__Records supplied__.
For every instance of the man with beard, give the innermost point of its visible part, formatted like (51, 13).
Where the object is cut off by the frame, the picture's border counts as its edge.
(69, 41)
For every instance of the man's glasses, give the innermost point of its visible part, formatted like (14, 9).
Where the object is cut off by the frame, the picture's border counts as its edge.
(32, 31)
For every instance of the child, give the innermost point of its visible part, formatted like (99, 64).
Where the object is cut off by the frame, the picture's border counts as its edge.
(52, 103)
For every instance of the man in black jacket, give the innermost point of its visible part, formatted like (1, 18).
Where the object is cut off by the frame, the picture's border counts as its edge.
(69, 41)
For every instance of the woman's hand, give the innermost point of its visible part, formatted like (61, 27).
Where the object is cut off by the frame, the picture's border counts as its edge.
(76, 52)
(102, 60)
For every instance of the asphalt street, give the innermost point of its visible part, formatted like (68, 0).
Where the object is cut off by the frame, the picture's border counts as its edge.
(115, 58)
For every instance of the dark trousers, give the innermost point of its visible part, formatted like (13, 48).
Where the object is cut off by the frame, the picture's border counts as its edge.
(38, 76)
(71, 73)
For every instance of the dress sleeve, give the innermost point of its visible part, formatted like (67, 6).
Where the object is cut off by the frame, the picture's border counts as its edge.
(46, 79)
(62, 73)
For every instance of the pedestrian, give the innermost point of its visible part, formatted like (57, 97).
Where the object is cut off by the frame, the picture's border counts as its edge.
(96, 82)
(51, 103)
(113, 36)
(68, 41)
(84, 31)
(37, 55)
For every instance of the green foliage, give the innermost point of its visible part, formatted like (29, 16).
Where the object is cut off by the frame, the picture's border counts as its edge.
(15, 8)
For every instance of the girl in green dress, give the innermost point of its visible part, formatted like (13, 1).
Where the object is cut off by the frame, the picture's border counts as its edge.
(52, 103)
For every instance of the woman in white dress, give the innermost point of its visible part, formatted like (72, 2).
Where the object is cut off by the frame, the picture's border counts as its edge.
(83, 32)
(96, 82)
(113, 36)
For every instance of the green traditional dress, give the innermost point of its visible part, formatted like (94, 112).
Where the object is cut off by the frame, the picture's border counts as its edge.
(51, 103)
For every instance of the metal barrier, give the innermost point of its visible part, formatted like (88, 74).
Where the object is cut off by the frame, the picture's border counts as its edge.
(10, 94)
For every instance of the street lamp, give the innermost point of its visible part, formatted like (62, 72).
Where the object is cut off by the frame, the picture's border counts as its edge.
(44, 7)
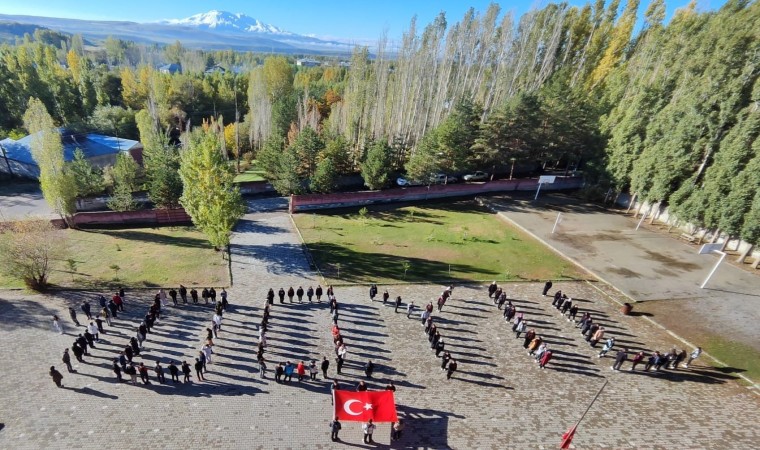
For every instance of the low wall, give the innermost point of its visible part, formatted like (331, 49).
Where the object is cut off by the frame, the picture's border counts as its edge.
(299, 203)
(143, 217)
(661, 214)
(255, 187)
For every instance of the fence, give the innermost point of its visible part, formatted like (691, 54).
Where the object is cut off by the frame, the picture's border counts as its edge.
(326, 201)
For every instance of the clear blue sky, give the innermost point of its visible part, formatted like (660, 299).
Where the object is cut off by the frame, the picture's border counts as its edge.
(357, 19)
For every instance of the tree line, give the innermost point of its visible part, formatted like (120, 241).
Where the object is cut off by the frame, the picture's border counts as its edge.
(665, 112)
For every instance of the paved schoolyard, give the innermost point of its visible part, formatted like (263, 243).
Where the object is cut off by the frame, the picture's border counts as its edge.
(498, 399)
(646, 265)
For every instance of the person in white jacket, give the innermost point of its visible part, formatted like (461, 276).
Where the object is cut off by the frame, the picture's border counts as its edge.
(694, 355)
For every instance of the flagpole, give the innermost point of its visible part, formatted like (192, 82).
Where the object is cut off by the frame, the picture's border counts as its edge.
(592, 403)
(567, 438)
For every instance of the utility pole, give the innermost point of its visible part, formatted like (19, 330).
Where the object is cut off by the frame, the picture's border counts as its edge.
(237, 127)
(5, 155)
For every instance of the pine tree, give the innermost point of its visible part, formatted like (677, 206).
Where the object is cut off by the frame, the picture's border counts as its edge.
(58, 186)
(210, 196)
(377, 165)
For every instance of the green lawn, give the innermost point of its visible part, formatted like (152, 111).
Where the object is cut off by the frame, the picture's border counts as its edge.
(147, 257)
(439, 242)
(253, 173)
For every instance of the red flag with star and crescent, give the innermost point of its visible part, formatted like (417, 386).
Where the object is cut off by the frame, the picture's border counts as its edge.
(351, 406)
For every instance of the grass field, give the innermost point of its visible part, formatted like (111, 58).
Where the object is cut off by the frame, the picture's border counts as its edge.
(436, 242)
(147, 257)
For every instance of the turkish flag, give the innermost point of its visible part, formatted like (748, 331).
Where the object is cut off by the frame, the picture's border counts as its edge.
(567, 438)
(361, 406)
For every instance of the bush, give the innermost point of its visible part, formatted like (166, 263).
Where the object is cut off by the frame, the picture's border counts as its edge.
(29, 248)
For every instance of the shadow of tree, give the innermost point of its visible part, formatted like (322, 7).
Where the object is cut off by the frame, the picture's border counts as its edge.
(358, 267)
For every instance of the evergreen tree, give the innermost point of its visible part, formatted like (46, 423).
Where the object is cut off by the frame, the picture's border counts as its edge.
(161, 163)
(58, 186)
(210, 196)
(377, 165)
(325, 177)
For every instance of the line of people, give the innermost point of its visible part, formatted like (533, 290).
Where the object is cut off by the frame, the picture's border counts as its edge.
(532, 342)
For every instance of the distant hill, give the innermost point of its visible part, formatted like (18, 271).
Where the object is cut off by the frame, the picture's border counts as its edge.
(213, 30)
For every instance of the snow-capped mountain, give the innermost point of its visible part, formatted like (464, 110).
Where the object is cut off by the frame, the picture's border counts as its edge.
(223, 21)
(211, 30)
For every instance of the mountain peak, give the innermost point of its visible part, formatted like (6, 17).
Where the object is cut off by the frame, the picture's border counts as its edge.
(225, 21)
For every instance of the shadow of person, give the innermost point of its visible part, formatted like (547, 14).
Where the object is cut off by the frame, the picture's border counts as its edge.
(93, 392)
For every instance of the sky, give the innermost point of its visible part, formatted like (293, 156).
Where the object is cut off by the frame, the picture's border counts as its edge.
(346, 19)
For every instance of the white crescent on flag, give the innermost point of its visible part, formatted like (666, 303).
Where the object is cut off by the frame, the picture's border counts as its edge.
(347, 407)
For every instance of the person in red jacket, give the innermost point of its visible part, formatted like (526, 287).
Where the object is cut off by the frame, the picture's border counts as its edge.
(545, 358)
(301, 370)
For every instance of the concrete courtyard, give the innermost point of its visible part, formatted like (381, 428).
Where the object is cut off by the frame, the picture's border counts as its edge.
(499, 398)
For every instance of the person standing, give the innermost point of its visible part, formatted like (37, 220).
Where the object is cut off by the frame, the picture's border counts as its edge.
(397, 428)
(174, 372)
(199, 369)
(325, 366)
(313, 370)
(117, 369)
(301, 370)
(335, 427)
(491, 289)
(86, 309)
(57, 325)
(451, 369)
(223, 298)
(545, 358)
(620, 358)
(73, 315)
(340, 362)
(144, 373)
(521, 327)
(93, 330)
(159, 373)
(694, 355)
(445, 360)
(318, 292)
(270, 296)
(67, 360)
(368, 429)
(186, 371)
(439, 347)
(56, 376)
(262, 368)
(409, 309)
(607, 346)
(636, 360)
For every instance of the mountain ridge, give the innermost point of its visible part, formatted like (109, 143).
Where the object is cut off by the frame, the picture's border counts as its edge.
(270, 38)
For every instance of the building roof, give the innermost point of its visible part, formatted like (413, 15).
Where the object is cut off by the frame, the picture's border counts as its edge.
(91, 144)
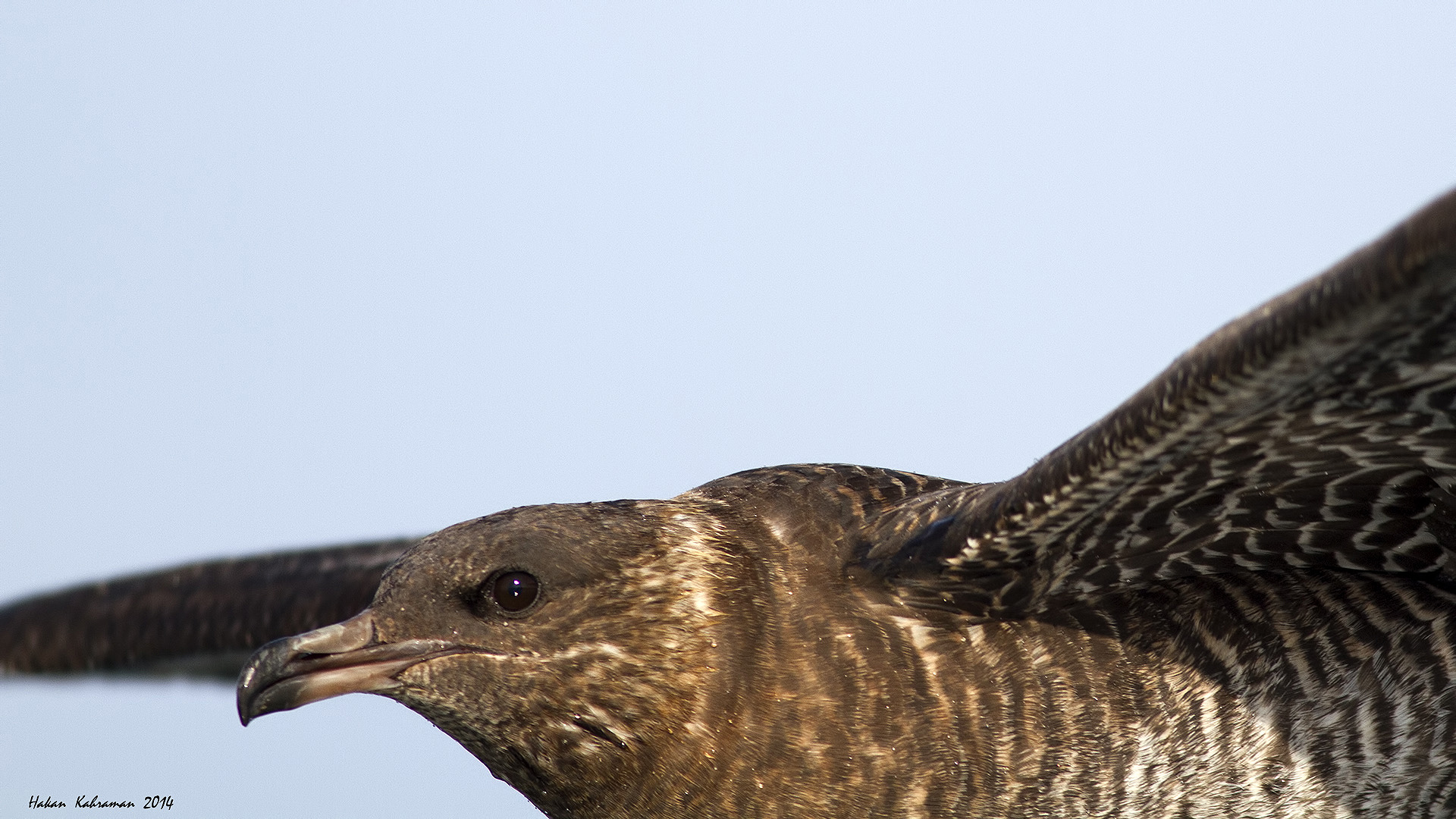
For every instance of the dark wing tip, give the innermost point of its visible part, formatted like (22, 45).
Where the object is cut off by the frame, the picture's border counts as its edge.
(200, 620)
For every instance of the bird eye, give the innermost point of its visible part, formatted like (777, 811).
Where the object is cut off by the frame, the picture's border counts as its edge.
(514, 591)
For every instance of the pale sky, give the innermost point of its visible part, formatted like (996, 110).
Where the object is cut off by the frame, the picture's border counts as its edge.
(293, 275)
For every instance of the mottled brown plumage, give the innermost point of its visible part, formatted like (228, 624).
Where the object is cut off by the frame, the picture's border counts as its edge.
(1232, 596)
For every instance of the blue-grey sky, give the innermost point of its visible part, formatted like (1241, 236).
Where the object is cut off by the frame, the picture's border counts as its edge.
(290, 275)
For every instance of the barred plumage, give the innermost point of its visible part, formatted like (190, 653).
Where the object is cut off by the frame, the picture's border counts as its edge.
(1232, 596)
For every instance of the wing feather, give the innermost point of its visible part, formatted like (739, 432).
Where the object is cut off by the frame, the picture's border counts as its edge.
(1313, 431)
(200, 620)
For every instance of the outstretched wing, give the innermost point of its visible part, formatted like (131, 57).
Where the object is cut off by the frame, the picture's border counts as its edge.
(1315, 431)
(200, 620)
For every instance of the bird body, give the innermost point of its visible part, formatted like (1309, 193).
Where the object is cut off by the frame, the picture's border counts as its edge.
(1231, 596)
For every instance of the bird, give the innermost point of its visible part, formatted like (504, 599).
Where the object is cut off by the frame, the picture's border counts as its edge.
(1235, 595)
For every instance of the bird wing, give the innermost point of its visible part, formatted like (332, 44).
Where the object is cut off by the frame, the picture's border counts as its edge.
(1316, 431)
(200, 620)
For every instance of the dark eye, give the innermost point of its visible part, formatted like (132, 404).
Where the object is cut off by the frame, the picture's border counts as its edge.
(514, 591)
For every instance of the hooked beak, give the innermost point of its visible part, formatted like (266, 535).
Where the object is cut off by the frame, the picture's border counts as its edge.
(337, 659)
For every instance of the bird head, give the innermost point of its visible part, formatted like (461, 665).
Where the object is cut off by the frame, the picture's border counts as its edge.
(574, 649)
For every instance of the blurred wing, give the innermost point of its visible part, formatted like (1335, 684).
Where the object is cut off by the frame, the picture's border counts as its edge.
(1315, 431)
(200, 620)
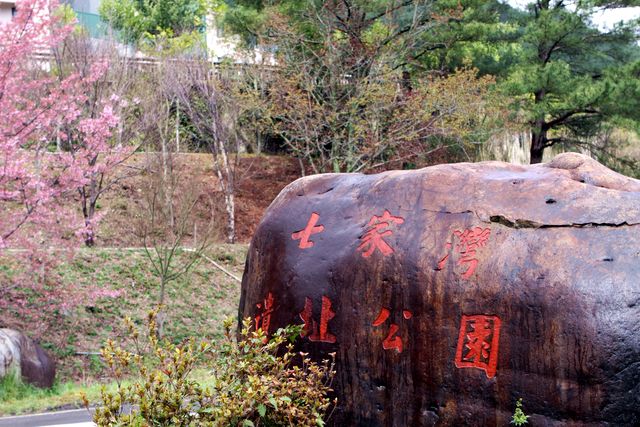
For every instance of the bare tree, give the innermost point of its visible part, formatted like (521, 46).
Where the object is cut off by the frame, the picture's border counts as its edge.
(168, 222)
(111, 86)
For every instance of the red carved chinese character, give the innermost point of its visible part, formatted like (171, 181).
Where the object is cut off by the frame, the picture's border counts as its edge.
(391, 341)
(373, 238)
(478, 343)
(469, 241)
(263, 318)
(311, 329)
(310, 229)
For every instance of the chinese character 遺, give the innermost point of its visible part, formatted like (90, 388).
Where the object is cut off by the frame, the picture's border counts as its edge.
(478, 343)
(373, 238)
(469, 241)
(311, 228)
(263, 318)
(391, 341)
(311, 329)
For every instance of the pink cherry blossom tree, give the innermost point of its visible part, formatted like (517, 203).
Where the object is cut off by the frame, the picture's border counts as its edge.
(55, 143)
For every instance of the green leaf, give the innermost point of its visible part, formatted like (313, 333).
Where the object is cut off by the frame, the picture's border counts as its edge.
(262, 410)
(273, 402)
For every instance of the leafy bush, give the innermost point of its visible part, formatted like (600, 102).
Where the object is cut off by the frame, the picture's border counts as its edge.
(255, 381)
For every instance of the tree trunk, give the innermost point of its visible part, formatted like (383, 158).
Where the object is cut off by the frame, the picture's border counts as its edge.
(538, 143)
(231, 217)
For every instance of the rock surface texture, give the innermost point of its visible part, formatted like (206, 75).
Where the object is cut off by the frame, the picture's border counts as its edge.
(19, 355)
(450, 292)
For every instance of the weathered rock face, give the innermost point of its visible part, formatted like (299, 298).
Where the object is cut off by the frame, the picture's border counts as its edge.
(449, 292)
(20, 355)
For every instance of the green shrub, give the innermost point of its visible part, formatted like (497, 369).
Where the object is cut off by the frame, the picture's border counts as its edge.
(255, 381)
(519, 418)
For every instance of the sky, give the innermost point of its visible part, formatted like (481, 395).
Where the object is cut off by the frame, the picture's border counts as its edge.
(603, 19)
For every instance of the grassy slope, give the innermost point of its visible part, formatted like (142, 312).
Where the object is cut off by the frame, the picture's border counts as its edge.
(198, 302)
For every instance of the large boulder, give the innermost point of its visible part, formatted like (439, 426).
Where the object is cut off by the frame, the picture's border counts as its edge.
(448, 293)
(20, 355)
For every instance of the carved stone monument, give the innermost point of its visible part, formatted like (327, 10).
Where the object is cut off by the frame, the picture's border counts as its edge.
(450, 292)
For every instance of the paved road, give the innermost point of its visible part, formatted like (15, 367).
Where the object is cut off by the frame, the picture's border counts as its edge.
(75, 418)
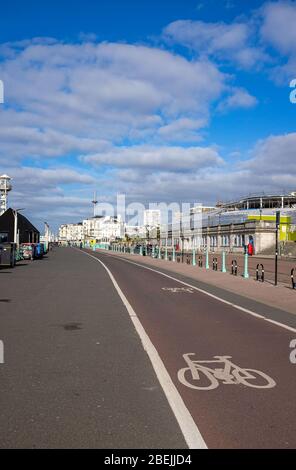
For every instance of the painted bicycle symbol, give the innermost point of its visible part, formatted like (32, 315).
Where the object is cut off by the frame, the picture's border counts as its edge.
(199, 376)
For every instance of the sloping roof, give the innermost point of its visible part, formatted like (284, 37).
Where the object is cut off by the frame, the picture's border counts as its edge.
(22, 220)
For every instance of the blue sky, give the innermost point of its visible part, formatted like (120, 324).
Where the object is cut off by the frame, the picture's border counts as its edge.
(162, 100)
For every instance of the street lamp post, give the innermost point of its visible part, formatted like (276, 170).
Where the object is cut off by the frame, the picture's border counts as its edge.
(277, 224)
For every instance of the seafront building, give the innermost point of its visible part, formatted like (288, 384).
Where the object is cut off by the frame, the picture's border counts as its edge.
(229, 226)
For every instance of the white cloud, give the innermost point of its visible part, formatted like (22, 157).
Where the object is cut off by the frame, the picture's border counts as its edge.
(278, 26)
(231, 42)
(75, 97)
(239, 98)
(162, 158)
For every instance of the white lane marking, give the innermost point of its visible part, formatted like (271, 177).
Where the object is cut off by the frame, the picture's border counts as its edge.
(198, 375)
(187, 425)
(238, 307)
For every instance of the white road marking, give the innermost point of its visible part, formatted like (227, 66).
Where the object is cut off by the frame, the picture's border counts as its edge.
(199, 375)
(178, 289)
(238, 307)
(187, 425)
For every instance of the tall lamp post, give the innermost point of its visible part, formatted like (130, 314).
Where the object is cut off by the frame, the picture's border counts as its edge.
(277, 225)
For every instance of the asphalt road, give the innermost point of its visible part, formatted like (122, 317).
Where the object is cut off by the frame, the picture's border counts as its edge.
(76, 373)
(232, 415)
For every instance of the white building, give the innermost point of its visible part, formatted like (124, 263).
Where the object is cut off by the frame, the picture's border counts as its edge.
(152, 218)
(71, 232)
(103, 228)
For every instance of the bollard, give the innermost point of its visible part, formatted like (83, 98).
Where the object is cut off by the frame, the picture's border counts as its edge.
(223, 269)
(260, 273)
(292, 279)
(234, 267)
(207, 260)
(246, 271)
(193, 258)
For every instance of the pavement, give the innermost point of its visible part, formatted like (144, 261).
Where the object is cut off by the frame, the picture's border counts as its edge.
(78, 372)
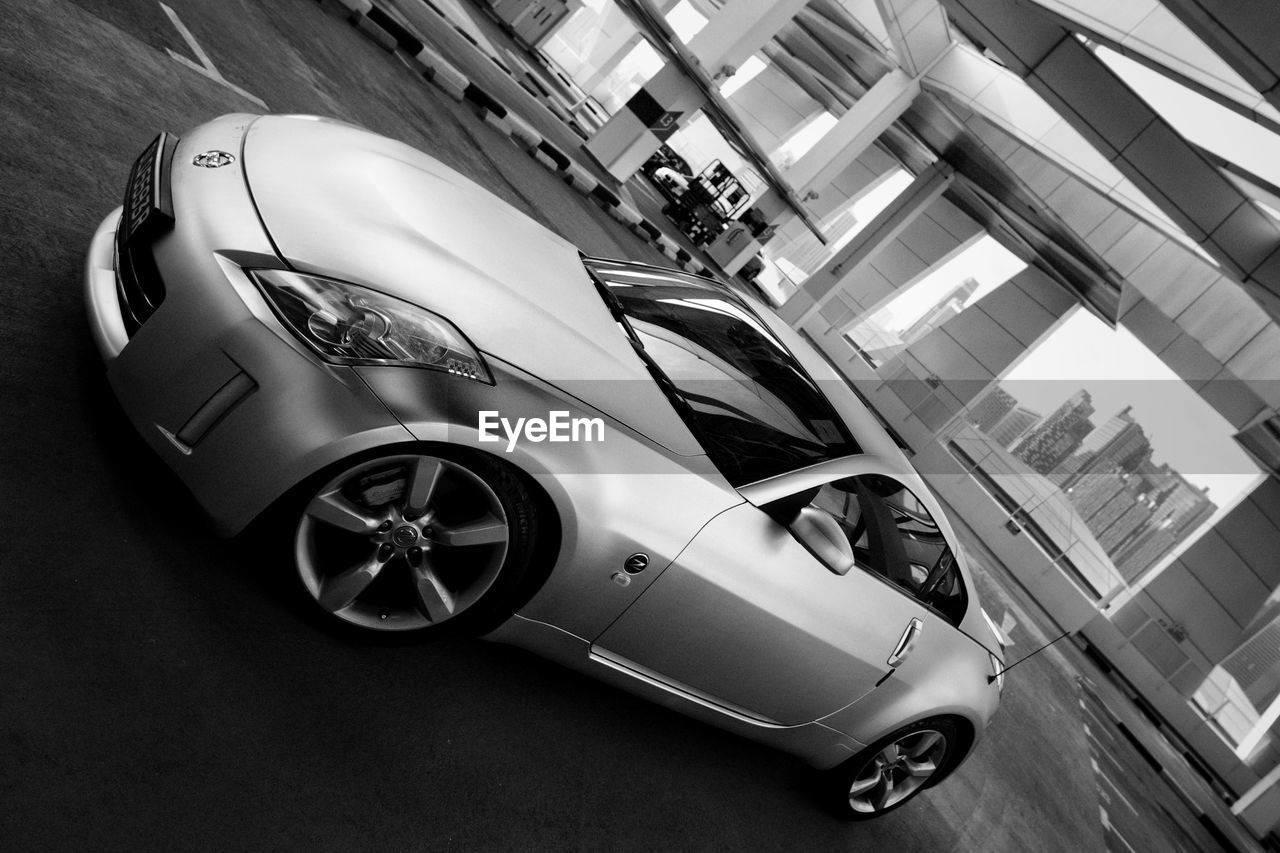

__Problem statement__. Check every line of the records, and copy the ones that hold the word "chinese".

__Solution to this task__.
For every instance of the red carved chinese character, give the innermost point of its visible part, formatted like (171, 181).
For every instance of the chinese character 遺, give the innermost point of its visible part, formatted like (90, 388).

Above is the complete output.